Begin Extracted entries
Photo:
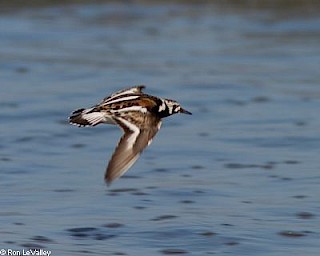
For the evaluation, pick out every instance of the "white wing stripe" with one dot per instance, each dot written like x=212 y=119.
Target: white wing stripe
x=132 y=108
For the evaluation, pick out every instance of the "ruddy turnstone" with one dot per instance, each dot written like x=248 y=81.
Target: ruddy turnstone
x=139 y=116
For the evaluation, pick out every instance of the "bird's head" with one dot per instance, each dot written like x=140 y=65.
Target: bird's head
x=174 y=107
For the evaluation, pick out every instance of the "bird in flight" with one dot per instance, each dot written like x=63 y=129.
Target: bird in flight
x=137 y=114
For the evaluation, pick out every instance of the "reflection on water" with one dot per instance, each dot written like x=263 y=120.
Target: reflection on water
x=239 y=177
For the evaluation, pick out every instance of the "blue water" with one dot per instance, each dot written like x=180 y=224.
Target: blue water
x=238 y=177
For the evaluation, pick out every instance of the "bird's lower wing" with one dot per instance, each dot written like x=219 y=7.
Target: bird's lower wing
x=129 y=148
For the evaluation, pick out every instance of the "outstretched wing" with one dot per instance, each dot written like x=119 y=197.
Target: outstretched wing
x=131 y=144
x=132 y=90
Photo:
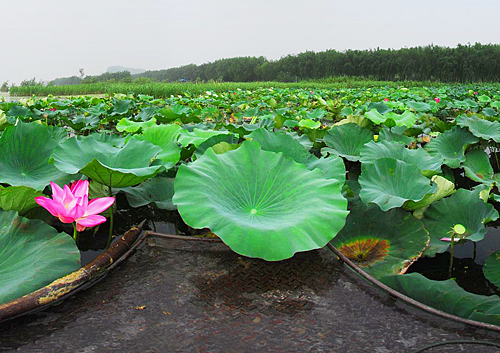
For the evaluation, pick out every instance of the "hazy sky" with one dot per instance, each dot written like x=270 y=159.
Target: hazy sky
x=54 y=38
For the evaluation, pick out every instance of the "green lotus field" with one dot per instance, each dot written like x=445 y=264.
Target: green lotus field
x=388 y=175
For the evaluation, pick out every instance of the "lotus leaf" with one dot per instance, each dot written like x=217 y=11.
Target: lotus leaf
x=389 y=183
x=164 y=136
x=32 y=255
x=332 y=167
x=427 y=164
x=260 y=203
x=444 y=188
x=347 y=140
x=383 y=243
x=107 y=160
x=463 y=207
x=488 y=130
x=157 y=190
x=128 y=125
x=197 y=136
x=451 y=146
x=388 y=134
x=24 y=160
x=447 y=296
x=18 y=198
x=491 y=268
x=477 y=167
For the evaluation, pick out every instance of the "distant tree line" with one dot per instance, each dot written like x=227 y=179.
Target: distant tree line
x=465 y=63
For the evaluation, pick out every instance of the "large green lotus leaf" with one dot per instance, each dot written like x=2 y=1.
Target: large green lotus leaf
x=477 y=167
x=197 y=136
x=383 y=243
x=24 y=158
x=428 y=164
x=281 y=142
x=104 y=162
x=389 y=183
x=347 y=140
x=164 y=136
x=451 y=146
x=219 y=142
x=491 y=268
x=18 y=198
x=463 y=207
x=128 y=125
x=157 y=190
x=260 y=203
x=488 y=130
x=32 y=255
x=332 y=167
x=444 y=188
x=407 y=119
x=387 y=134
x=447 y=296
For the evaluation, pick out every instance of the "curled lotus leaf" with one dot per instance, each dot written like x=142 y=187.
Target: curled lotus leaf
End Extracted entries
**Directions**
Format all of the records above as a JSON list of strings with one string per line, omitting blank lines. Leave the pictures out of the answer.

**Completed exercise**
[
  "Photo:",
  "For the evaluation, pick out every instance of the \"white wing stripe\" with one dot per instance, each dot written like x=212 y=119.",
  "Target: white wing stripe",
  "x=132 y=108",
  "For the evaluation, pick out every instance of the \"ruddy turnstone\" with one dot per instance, each dot written like x=248 y=81.",
  "Target: ruddy turnstone",
  "x=139 y=116",
  "For the evaluation, pick out every instance of the \"bird's head\" with one dot per instance, each dot written like x=140 y=65.",
  "Target: bird's head",
  "x=174 y=107",
  "For the evaluation, pick out every instance of the \"bird in flight\" with one dot per instance, each dot written like x=63 y=129.",
  "Target: bird in flight",
  "x=137 y=114",
  "For the evaluation, pick out every instance of the \"reflection on water\" with one dot per instance, each dot written like x=263 y=120.",
  "Target: reflection on water",
  "x=239 y=177",
  "For the evaluation, pick out every instance of the \"blue water\" with one dot per instance, each dot written like x=180 y=224.",
  "Target: blue water",
  "x=238 y=177",
  "For the evaluation, pick out every instance of the \"bird's lower wing\" with one dot per instance, each dot written like x=219 y=7.",
  "Target: bird's lower wing",
  "x=129 y=148",
  "For the evaluation, pick out every instance of the \"outstretched wing\" with one dot per instance, each dot written like x=119 y=197.",
  "Target: outstretched wing",
  "x=131 y=144",
  "x=132 y=90",
  "Photo:",
  "For the evaluation, pick out every instance of the \"hazy sky\" with one dot per instance, each dot written like x=270 y=159.",
  "Target: hazy sky",
  "x=54 y=38",
  "For the evaluation, pick out every instance of the \"green lotus field\" with one dot per instance, each dot written like x=445 y=264.",
  "Target: green lotus field",
  "x=388 y=175",
  "For the evaluation, pick out every instance of the \"lotus leaf\" with one dot per instance, each dot written like x=217 y=11.",
  "Target: lotus leaf",
  "x=389 y=183",
  "x=164 y=136",
  "x=32 y=255",
  "x=332 y=167",
  "x=427 y=164",
  "x=260 y=203",
  "x=444 y=188",
  "x=347 y=140",
  "x=383 y=243",
  "x=107 y=160",
  "x=463 y=207",
  "x=488 y=130",
  "x=157 y=190",
  "x=128 y=125",
  "x=197 y=136",
  "x=451 y=146",
  "x=388 y=134",
  "x=24 y=160",
  "x=447 y=296",
  "x=18 y=198",
  "x=491 y=268",
  "x=477 y=167",
  "For the evaluation, pick out every instance of the \"distant tree line\" with one dot per instance, each dot written like x=227 y=179.",
  "Target: distant tree line",
  "x=465 y=63",
  "For the evaluation, pick out every instance of the \"large green lotus leaf\" with one dot per instance, each dot written like x=2 y=1.",
  "Target: large green lotus leaf",
  "x=477 y=167",
  "x=197 y=136",
  "x=383 y=243",
  "x=24 y=158",
  "x=428 y=164",
  "x=281 y=142",
  "x=104 y=162",
  "x=389 y=183",
  "x=347 y=140",
  "x=164 y=136",
  "x=451 y=146",
  "x=219 y=142",
  "x=491 y=268",
  "x=18 y=198",
  "x=463 y=207",
  "x=128 y=125",
  "x=157 y=190",
  "x=260 y=203",
  "x=488 y=130",
  "x=32 y=255",
  "x=332 y=167",
  "x=444 y=188",
  "x=407 y=119",
  "x=387 y=134",
  "x=447 y=296",
  "For the evaluation, pick out every instance of the \"curled lotus leaf\" with one dot per instance, each dot written like x=142 y=187.",
  "Target: curled lotus leaf"
]